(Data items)
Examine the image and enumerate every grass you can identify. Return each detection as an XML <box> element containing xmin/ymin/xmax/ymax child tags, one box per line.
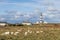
<box><xmin>0</xmin><ymin>24</ymin><xmax>60</xmax><ymax>40</ymax></box>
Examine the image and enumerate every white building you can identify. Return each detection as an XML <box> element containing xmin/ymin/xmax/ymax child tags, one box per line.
<box><xmin>34</xmin><ymin>21</ymin><xmax>39</xmax><ymax>24</ymax></box>
<box><xmin>0</xmin><ymin>22</ymin><xmax>7</xmax><ymax>26</ymax></box>
<box><xmin>44</xmin><ymin>21</ymin><xmax>48</xmax><ymax>24</ymax></box>
<box><xmin>22</xmin><ymin>22</ymin><xmax>32</xmax><ymax>25</ymax></box>
<box><xmin>34</xmin><ymin>21</ymin><xmax>48</xmax><ymax>24</ymax></box>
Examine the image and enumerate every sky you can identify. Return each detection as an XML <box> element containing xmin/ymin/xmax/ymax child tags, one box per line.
<box><xmin>0</xmin><ymin>0</ymin><xmax>60</xmax><ymax>23</ymax></box>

- What is being asked -
Give back, unchanged, the line that holds "Examine the image and enumerate every sky" along with all lines after it through the last line above.

- Answer to the exercise -
Examine the image and enumerate every sky you can identify. Return each detection as an XML <box> element containing xmin/ymin/xmax/ymax child tags, one box per line.
<box><xmin>0</xmin><ymin>0</ymin><xmax>60</xmax><ymax>23</ymax></box>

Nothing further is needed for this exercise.